**Consigne a:**
Dans les lignes de données, change « residential building » en « apartment building » en commençant à la ligne qui contient « One keypoint belongs to every instance. Tag the blue » et en terminant à la dernière ligne, les deux incluses. Donne uniquement ces lignes, sans rien modifier d'autre.

*** Extrait ***

Les fraises sauvages sont très petites, mais sucrées et ahh! comme elles sont bonnes. Au mois de juin, on part un peu plus tôt le matin pour se rendre à l’école Ste-Thérèse. Nous suivons un sentier le long du ruisseau derrière les maisons au sud de la rue Prince. Le sentier nous amène ensuite dans le champ derrière le centre communautaire et c’est là qu’on s’arrête toujours pour cueillir des fraises avant de traverser la rue Edward pour se rendre à l’école. Ma mère fait rarement des tartes aux fraises parce qu’à chaque fois qu’elle nous envoie cueillir des fraises nous revenons avec les bols vides et le ventre plein.

Les framboises poussent sur du terrain un peu plus élevé (pas dans les marécages) et ont besoin du soleil. On en retrouve donc sur le côté des chemins ensoleillés et dans des champs non boisés. Durant les années 50, nous allons souvent aux framboises en famille durant le mois de juillet et au début d’aout. Puisque les framboises sont assez grosses, nous pouvons remplir nos contenants dans peu de temps. On arrête souvent le long d’un chemin de concession pour cueillir les framboises. Lorsqu’on peut trouver une bonne talle de framboises dans un champ, on s’installe là et on en cueille jusqu’à ce que tous nos bols soient pleins. Au mois de juillet, les groseilles sauvages sont populaires chez les jeunes. Ils s’amusent en se faisant grimacer tout en les mangeant. On en retrouve un peu partout, surtout le long des fossés et des clairières. Elles sont rarement utilisées pour faire des tartes.

***

**Consigne b:**
Recopie l'extrait sur les petits fruits sauvages en commençant à « Les framboises poussent » et en terminant à « faire des tartes. ».

*** Données à traiter ***

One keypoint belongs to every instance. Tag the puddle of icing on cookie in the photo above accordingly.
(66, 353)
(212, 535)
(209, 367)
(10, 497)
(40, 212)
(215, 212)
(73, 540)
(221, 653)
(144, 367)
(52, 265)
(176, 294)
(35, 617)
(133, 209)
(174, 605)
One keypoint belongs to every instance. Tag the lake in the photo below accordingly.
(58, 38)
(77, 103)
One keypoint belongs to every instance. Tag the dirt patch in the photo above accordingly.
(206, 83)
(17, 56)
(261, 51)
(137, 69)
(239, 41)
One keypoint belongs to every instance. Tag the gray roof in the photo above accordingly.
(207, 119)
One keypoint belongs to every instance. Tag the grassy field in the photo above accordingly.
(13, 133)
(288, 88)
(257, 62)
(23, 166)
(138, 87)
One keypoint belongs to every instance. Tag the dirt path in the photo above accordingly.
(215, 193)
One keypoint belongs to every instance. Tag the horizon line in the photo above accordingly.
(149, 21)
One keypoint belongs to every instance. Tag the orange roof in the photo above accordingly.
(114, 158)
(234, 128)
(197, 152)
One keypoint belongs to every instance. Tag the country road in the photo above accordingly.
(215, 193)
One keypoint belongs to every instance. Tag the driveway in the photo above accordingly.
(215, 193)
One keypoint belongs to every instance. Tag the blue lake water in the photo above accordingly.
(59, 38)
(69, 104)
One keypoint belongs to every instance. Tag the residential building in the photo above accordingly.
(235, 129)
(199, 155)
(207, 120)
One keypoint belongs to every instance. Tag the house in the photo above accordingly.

***

**Réponse a:**
One keypoint belongs to every instance. Tag the blue lake water in the photo above accordingly.
(59, 38)
(69, 104)
One keypoint belongs to every instance. Tag the apartment building in the photo above accordingly.
(235, 129)
(199, 155)
(207, 120)
One keypoint belongs to every instance. Tag the house in the photo above accordingly.

**Réponse b:**
Les framboises poussent sur du terrain un peu plus élevé (pas dans les marécages) et ont besoin du soleil. On en retrouve donc sur le côté des chemins ensoleillés et dans des champs non boisés. Durant les années 50, nous allons souvent aux framboises en famille durant le mois de juillet et au début d’aout. Puisque les framboises sont assez grosses, nous pouvons remplir nos contenants dans peu de temps. On arrête souvent le long d’un chemin de concession pour cueillir les framboises. Lorsqu’on peut trouver une bonne talle de framboises dans un champ, on s’installe là et on en cueille jusqu’à ce que tous nos bols soient pleins. Au mois de juillet, les groseilles sauvages sont populaires chez les jeunes. Ils s’amusent en se faisant grimacer tout en les mangeant. On en retrouve un peu partout, surtout le long des fossés et des clairières. Elles sont rarement utilisées pour faire des tartes.